━━ READING PASSAGE

His job, he added, is to buy companies cheaply and study the firm’s structure and operations to explore the reasons for any disconnect between the company’s stock price and the true value of its assets. “For the most part, the reason for this disconnect is management. If you get rid of them, you’re much better off. I’m not talking about every management,” he acknowledged. “There are good ones, but many of them are way below par. It is anti-Darwinian the way we select CEOs in this country.”
Icahn suggested that Lipton does not understand the economics of the stock market. “We want these assets to be productive. We buy them. We own them. To say we care only about the short term is wrong. What I care about is seeing these assets in the best hands.” A good manager, he added, is not penalized for investing in capital equipment because if it is done right, after depreciation, there is little impact on earnings. Research expenditures are also valued in the share price. He pointed to Tyco as a company with a low share price because it has skimped on research.
Hedge Funds’ Short-term Horizons
Lipton, in his earlier remarks, described the pendulum as swinging in Icahn’s favor. He pointed to the movement to majority voting, Internet proxy solicitations and the willingness of hedge funds to spend millions on lawyers and bankers to lead a proxy fight. “I don’t think we have come close to the top of the swing of the pendulum. I don’t see much reaction, just the opposite. Everybody is applauding” Icahn’s aggressive shareholder stance, “saying ‘Isn’t that great.’ In the long run I think it’s a disaster for the economy as a whole because it alters long-term investment.”
Lipton spoke on a panel with Arthur Collins, chairman and CEO of Medtronic, the Minneapolis medical device firm, who said it is the role of the board and the CEO to ensure the long-term health of the company for a range of stakeholders. “I don’t think it’s the CEO’s responsibility or the board’s responsibility solely to manage the company for the benefit of shareholders,” said Collins. “While that’s extremely important, there are other constituents who are important — employees, customers and in our case, patients.”
He pointed out that, by definition, hedge funds have a short-term horizon. They will press for short-term performance, “which requires you to have a very strong board that is willing to do what’s right for the company, the shareholders and the employees over the long term. I think more regulation of hedge funds is overdue.”
Icahn did agree with Lipton that a major change is underway in corporate governance that will result in more accountability for CEOs. Greater transparency in mutual funds, he said, is part of the reason. “Mutual funds before never liked to vote against the incumbent management. That is changing.” He also agreed with Lipton that hedge funds are a major factor in the movement toward greater pressure on management. “Hedge funds do take large positions and they, unlike mutual funds, are very, very oriented to how they are doing and to the performance of the company. They do their homework.”
When it comes to the rise of hedge funds, he came close to agreeing with Lipton and Collins. “I’m not saying it’s a good thing for the economy. I think it’s gone a little too far perhaps. But basically, hedge funds are very important. With these secular changes going on, I can only hope there is going to be a complete change in accountability.”
And that, he contends, will benefit the economy as a whole. “If there is a change in accountability, many of our assets are going to perform better. This is the only way we are going to compete in the future.”

━━━━
━━ SOURCE DATA

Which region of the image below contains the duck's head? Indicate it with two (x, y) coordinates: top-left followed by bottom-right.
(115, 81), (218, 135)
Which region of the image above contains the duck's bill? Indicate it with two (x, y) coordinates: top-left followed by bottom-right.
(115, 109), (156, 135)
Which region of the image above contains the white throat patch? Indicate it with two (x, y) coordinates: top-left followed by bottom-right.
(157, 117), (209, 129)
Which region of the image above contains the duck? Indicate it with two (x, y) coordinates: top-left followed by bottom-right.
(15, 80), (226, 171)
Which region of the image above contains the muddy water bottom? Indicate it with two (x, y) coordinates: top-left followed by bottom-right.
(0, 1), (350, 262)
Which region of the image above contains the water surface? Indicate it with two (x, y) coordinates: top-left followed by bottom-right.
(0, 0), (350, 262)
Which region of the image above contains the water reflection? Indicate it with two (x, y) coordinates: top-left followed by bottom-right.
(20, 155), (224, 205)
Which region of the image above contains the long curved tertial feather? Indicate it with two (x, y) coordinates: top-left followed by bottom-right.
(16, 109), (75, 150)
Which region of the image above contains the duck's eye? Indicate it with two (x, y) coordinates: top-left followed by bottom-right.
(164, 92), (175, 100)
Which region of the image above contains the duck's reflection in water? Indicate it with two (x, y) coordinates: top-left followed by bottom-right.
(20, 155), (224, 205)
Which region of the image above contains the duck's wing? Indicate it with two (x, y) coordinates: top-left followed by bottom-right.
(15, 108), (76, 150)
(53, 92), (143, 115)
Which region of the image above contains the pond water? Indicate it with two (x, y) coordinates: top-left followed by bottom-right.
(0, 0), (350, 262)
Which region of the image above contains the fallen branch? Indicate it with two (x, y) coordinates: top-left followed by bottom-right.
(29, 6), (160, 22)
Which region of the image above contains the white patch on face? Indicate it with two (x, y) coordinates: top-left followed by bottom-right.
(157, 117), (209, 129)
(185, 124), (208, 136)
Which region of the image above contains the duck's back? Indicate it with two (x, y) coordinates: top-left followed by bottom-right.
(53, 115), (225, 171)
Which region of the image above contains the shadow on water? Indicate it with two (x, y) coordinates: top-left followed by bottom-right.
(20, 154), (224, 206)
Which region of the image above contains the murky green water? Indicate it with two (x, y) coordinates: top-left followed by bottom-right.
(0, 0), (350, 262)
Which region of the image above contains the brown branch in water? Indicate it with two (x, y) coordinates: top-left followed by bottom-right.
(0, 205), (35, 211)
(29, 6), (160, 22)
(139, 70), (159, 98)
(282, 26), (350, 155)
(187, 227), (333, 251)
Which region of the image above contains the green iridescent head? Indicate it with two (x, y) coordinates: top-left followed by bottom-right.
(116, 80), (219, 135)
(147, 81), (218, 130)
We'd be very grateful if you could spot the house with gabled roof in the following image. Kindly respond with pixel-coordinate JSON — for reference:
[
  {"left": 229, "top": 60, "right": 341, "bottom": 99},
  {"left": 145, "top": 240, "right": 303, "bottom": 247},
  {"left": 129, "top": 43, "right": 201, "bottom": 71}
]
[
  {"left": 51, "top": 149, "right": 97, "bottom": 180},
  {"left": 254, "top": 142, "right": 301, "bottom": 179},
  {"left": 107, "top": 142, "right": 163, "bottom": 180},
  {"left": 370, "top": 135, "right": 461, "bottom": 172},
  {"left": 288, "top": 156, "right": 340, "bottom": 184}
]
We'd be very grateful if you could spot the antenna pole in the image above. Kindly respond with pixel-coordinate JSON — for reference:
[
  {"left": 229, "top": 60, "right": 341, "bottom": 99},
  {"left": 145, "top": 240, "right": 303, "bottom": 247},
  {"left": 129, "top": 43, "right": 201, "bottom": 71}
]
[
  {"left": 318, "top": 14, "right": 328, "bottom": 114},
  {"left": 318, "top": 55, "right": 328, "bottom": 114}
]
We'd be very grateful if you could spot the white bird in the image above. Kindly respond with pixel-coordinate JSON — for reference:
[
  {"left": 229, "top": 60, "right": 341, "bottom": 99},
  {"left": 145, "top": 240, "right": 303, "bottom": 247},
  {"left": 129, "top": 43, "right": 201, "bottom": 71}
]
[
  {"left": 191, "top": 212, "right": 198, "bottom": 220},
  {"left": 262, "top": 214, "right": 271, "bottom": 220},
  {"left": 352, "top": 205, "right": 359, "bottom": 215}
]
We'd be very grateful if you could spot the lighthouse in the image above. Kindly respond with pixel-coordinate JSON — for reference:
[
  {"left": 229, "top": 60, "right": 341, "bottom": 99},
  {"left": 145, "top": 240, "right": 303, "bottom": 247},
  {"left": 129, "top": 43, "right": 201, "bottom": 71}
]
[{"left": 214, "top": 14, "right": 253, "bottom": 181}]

━━━━

DIRECTIONS
1) In the passage on hedge funds and corporate governance, which company did Icahn name as having a low share price because it skimped on research?
2) Reproduce the section of the passage on hedge funds and corporate governance that opens with the words containing "Icahn suggested that" and closes with "skimped on research.".

TASK-BY-TASK ANSWERS
1) Tyco.

2)
Icahn suggested that Lipton does not understand the economics of the stock market. “We want these assets to be productive. We buy them. We own them. To say we care only about the short term is wrong. What I care about is seeing these assets in the best hands.” A good manager, he added, is not penalized for investing in capital equipment because if it is done right, after depreciation, there is little impact on earnings. Research expenditures are also valued in the share price. He pointed to Tyco as a company with a low share price because it has skimped on research.